Exercise details: From the text on British public disempowerment, return word for word the part that opens with the words containing "Alongside immigration, the" and closes with "food and energy.".

Text section:
In a series of reports on British public opinion published in July 2025, a theory of power is visible which appears to be widely held across the population.1
Synthesising the findings, along with related research, that theory emerges as something like this:
Everything is expensive. Nothing works. The people who are supposedly in charge are either useless or just don’t care. They say what they think we want to hear, but really, they just help their mates, and themselves. They don’t play by the rules, so why should we?
This is in many respects unfair, but it springs from real disempowerment. To understand how to challenge this theory, we need to understand what drives it.
According to More in Common, ‘More than one third of adults say that citizens’ actions or choices have little to no influence on how society functions.’2
One controversial manifestation of this is the taking-over of hotels to house asylum seekers, but lack of consultation on this particular issue symbolises a much broader sense of disempowerment. The fate of these ‘crumbling seaside palaces’ is seen to mirror ‘the decline of the towns themselves’.3 Hotels are frequently closed with little warning, creating ‘a damaging sense of community powerlessness’: another possession taken away.4
A report by British Future and the Belong Network found ‘People felt that their needs were not being met, and their voices not being heard, in the context of the cost-of-living crisis, housing shortages and pressures on the NHS. Social and economic factors were exacerbating grievances towards out-groups.’5
It is unsurprising that ‘87 percent of Britons across all parties [have] either not very much trust in politicians or none at all’.6 These feelings are stronger where economic disadvantage is higher: ‘72 percent of those who nowadays are “struggling” on their household income almost never trust politicians to tell the truth, compared with 49 percent living “comfortably”.’7
But many of us feel disempowered not just as citizens, but as customers, and as employees – power relationships which tend to take up rather more of our time.
Alongside immigration, the most pervasive driver of disempowerment indicated in recent polling is the impact of rising prices. A third of respondents report ‘“finding it hard” to get by on their current household income’.8 More in Common reports that ‘Among many Britons there is a feeling that they do not have control over their own lives and that they could be thrown off course by the next energy bill rise or interest rate hike… Britons worry about not knowing what price hikes might be round the corner, particularly given the volatility and unpredictability of food and energy price rises in recent years.’9 This induces a feeling of being ‘almost disposable. Pushed to the side in favour of others.’10 The primary concerns are the costs of housing, transport, food and energy.

[Region pointing data]
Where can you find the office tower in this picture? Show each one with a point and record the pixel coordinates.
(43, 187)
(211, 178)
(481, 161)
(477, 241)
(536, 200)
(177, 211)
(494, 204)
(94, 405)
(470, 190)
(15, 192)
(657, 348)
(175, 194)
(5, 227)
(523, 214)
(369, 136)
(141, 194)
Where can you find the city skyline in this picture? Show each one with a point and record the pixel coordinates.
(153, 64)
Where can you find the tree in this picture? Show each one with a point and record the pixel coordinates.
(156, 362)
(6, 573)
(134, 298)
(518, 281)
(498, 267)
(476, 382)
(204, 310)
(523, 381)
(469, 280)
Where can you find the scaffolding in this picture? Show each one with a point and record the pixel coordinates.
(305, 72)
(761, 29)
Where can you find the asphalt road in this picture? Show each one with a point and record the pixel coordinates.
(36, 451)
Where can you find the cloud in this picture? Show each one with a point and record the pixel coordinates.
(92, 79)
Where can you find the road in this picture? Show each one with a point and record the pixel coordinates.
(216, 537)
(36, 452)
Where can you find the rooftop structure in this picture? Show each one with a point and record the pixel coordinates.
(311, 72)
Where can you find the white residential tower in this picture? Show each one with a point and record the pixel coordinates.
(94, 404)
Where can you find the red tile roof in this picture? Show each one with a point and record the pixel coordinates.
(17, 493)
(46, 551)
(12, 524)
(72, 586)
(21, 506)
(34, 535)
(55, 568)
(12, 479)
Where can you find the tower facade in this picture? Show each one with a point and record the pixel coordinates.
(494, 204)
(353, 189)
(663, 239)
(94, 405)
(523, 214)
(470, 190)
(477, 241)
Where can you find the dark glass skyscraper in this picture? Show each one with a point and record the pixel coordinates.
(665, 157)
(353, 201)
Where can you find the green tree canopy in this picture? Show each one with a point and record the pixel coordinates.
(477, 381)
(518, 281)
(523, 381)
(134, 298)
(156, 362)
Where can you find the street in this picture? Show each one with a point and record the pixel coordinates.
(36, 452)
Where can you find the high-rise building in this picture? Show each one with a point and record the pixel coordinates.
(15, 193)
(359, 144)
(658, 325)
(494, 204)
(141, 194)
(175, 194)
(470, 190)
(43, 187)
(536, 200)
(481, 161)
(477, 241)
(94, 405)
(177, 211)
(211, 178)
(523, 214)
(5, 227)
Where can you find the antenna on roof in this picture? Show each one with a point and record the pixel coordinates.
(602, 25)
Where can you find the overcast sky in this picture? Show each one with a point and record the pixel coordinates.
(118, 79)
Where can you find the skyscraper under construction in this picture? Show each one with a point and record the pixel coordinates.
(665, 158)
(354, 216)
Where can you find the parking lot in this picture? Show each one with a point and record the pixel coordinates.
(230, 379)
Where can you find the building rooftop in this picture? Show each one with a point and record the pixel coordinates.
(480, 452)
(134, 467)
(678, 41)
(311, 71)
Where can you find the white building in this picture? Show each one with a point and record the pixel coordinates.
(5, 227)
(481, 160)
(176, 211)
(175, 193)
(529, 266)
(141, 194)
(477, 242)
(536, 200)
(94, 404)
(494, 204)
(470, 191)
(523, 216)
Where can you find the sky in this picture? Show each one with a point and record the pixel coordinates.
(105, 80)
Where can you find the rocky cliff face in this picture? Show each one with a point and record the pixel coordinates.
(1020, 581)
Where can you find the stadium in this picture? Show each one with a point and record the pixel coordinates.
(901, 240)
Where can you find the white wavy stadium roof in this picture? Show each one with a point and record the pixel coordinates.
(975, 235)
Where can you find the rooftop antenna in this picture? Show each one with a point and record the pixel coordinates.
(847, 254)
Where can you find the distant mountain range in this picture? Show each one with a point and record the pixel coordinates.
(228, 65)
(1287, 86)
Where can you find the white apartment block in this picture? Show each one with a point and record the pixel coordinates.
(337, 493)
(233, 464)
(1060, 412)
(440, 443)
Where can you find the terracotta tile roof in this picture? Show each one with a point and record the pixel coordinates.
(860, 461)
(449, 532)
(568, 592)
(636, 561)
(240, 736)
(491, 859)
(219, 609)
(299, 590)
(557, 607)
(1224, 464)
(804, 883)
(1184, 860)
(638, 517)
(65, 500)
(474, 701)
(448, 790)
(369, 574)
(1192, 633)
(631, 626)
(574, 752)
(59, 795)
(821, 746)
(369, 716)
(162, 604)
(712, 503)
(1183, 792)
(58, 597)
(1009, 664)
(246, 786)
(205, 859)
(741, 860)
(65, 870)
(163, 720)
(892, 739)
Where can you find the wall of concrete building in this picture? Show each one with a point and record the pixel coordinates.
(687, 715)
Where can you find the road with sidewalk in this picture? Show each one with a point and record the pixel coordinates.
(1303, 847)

Solution for this exercise:
Alongside immigration, the most pervasive driver of disempowerment indicated in recent polling is the impact of rising prices. A third of respondents report ‘“finding it hard” to get by on their current household income’.8 More in Common reports that ‘Among many Britons there is a feeling that they do not have control over their own lives and that they could be thrown off course by the next energy bill rise or interest rate hike… Britons worry about not knowing what price hikes might be round the corner, particularly given the volatility and unpredictability of food and energy price rises in recent years.’9 This induces a feeling of being ‘almost disposable. Pushed to the side in favour of others.’10 The primary concerns are the costs of housing, transport, food and energy.